Testo di lettura:

========================

Il nostro codice deontologico è la Costituzione
Intervista 
  di Loredana Fasciolo a Domenico Chiesa
   Presidente del Cidi
  
Come 
  effetto della riforma dell’Amministrazione e con l’avvio dell’autonomia della 
  scuola è riemersa, da più parti, l’esigenza di far riferimento a un codice deontologico 
  degli insegnanti inteso come ricerca di standard professionali qualificati e 
  condivisi, come responsabilizzazione verso terzi (studenti, famiglie, società), 
  come quadro di norme di comportamento aderenti alla Costituzione italiana.
Esigenza 
  “riemersa” perché già nel 77 l’Uciim, nel 90 “Fase” (rivista della Cgil scuola 
  del Lazio), nel 99 l’Adi, hanno elaborato delle proposte di codice. Molti convegni 
  e seminari si sono svolti su questo argomento ai quali il Cidi (Centro di iniziativa 
  democratica insegnanti) ha sempre partecipato. 
Il 
  Cidi da trent’anni è impegnato in iniziative per la qualificazione e la trasformazione 
  democratica della scuola pubblica italiana, anche attraverso la sua rivista 
  “Insegnare” che viene pubblicata da quindici anni.

========================

Blocco dati:
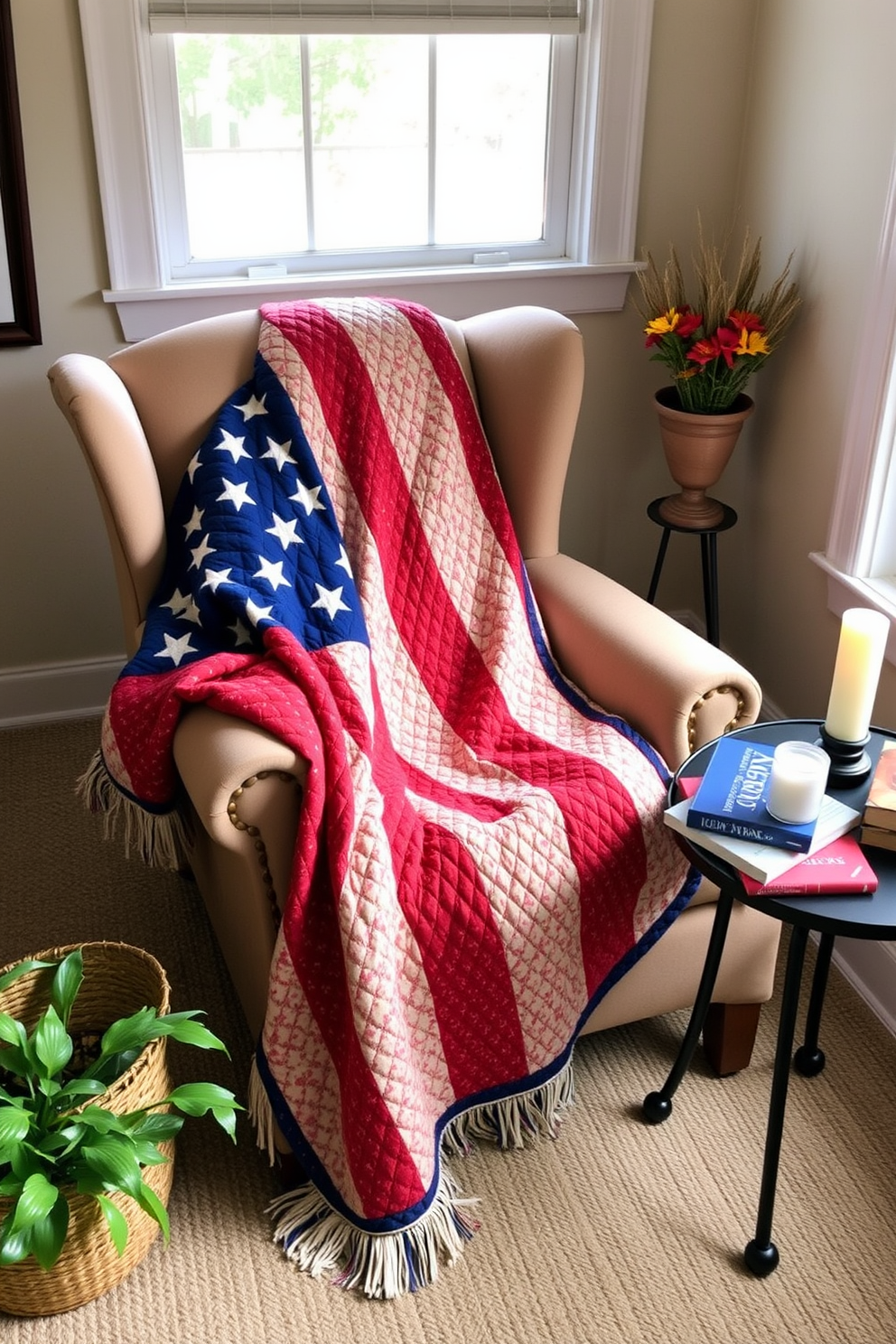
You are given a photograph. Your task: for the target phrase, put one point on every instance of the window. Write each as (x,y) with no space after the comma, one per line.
(251,149)
(405,148)
(860,556)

========================

Compiti da svolgere:
• 1. Riformuli in forma di elenco il paragrafo del testo sul codice deontologico degli insegnanti che inizia con «Esigenza “riemersa”», mantenendone i fatti principali.
• 2. Scriva il seguito del testo sul codice deontologico degli insegnanti. Parta dalla frase finale sulla rivista «Insegnare».

Risposte ai compiti:
• 1.
- L'esigenza di un codice deontologico è definita "riemersa" perché alcune proposte di codice erano già state elaborate:
  - nel 77 dall'Uciim;
  - nel 90 da "Fase", rivista della Cgil scuola del Lazio;
  - nel 99 dall'Adi.
- Sul tema si sono svolti molti convegni e seminari.
- Il Cidi (Centro di iniziativa democratica insegnanti) vi ha sempre partecipato.

• 2.
Domenico 
  Chiesa ha da poco assunto l’incarico di presidente nazionale del Cidi, lasciato 
  vacante da Alba Sasso che è stata eletta alla Camera dei deputati ed opera nella 
  VII commissione Cultura e Istruzione. 
Abbiamo rivolto al neo presidente del Cidi alcune domande:
Al Convegno organizzato da Proteo Fare Sapere e Cgil Scuola nel giugno del 2000 su “Etica, responsabilità, autonomia e garanzia a terzi”, Sofia Toselli, membro del Cidi, sosteneva che più che istituire un codice deontologico sarebbero necessarie scelte politiche precise partendo dalla prima formazione degli insegnanti. Ci può spiegare meglio?
Condivido 
  pienamente le affermazioni di Sofia Toselli: il problema è proprio da dove partire 
  e attorno a quale centro operare per ragionare sulla “professionalità insegnante”.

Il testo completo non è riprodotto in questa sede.